GIVEN REQUEST
Copy the listing with "outline" switched to "contour" wherever it occurs and everything else left unchanged. Leave the pictures out.

DATA SUPPLIED

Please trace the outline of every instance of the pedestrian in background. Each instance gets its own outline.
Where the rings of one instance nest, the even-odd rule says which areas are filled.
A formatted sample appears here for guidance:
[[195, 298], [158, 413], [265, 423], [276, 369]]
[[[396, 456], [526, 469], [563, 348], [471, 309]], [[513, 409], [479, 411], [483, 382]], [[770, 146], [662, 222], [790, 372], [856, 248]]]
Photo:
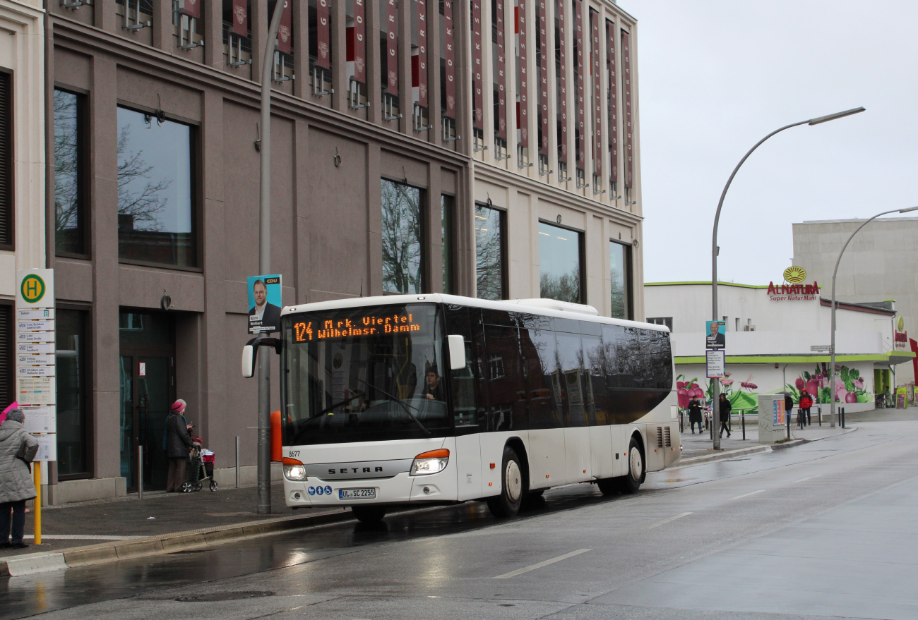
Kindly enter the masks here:
[[812, 421], [810, 418], [810, 407], [812, 406], [812, 397], [810, 396], [810, 393], [806, 391], [806, 388], [803, 388], [800, 392], [800, 400], [799, 404], [800, 408], [800, 427], [802, 428], [804, 425], [808, 426], [811, 426]]
[[21, 409], [11, 409], [0, 424], [0, 548], [28, 547], [22, 537], [26, 500], [38, 495], [29, 464], [39, 451], [39, 442], [26, 432], [25, 421]]
[[177, 493], [182, 490], [185, 482], [185, 466], [188, 461], [188, 452], [192, 448], [200, 446], [191, 438], [191, 429], [185, 417], [185, 403], [181, 398], [173, 403], [172, 411], [166, 418], [165, 437], [163, 448], [169, 459], [169, 471], [166, 474], [166, 493]]
[[730, 404], [730, 399], [727, 398], [726, 394], [721, 394], [721, 437], [723, 437], [723, 431], [727, 431], [727, 437], [730, 437], [730, 410], [733, 405]]
[[695, 423], [698, 423], [698, 434], [701, 434], [701, 404], [698, 401], [698, 396], [692, 396], [688, 401], [688, 424], [691, 426], [691, 434], [695, 434]]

OUTPUT OF THE EXERCISE
Please trace the contour of every instance of the pedestrian in background. Each instance gets its own contour.
Where the rings of one instance nest, the even-odd rule says which areas are filled.
A formatted sample appears here for guidance:
[[195, 298], [158, 413], [265, 423], [276, 369]]
[[[396, 456], [526, 469], [563, 348], [471, 309]], [[513, 409], [479, 411], [483, 382]], [[770, 146], [662, 222], [790, 372], [856, 248]]]
Photo:
Kindly enter the masks here:
[[812, 421], [810, 418], [810, 407], [812, 406], [812, 397], [810, 396], [810, 393], [806, 391], [806, 388], [803, 388], [800, 392], [800, 400], [799, 404], [800, 408], [800, 427], [802, 428], [804, 425], [808, 426], [811, 426]]
[[21, 409], [11, 409], [0, 424], [0, 548], [28, 547], [22, 537], [26, 500], [38, 495], [29, 464], [39, 451], [39, 442], [26, 432], [25, 421]]
[[177, 493], [182, 490], [185, 482], [185, 466], [188, 461], [188, 452], [192, 448], [200, 446], [191, 438], [191, 429], [185, 417], [185, 403], [181, 398], [173, 403], [172, 411], [166, 418], [165, 437], [163, 448], [169, 459], [169, 471], [166, 474], [166, 493]]
[[730, 404], [730, 399], [727, 398], [726, 394], [721, 394], [721, 437], [723, 437], [723, 431], [727, 431], [727, 437], [730, 437], [730, 410], [733, 405]]
[[695, 423], [698, 423], [698, 434], [701, 434], [701, 404], [698, 401], [698, 396], [692, 396], [688, 401], [688, 424], [691, 426], [691, 434], [695, 434]]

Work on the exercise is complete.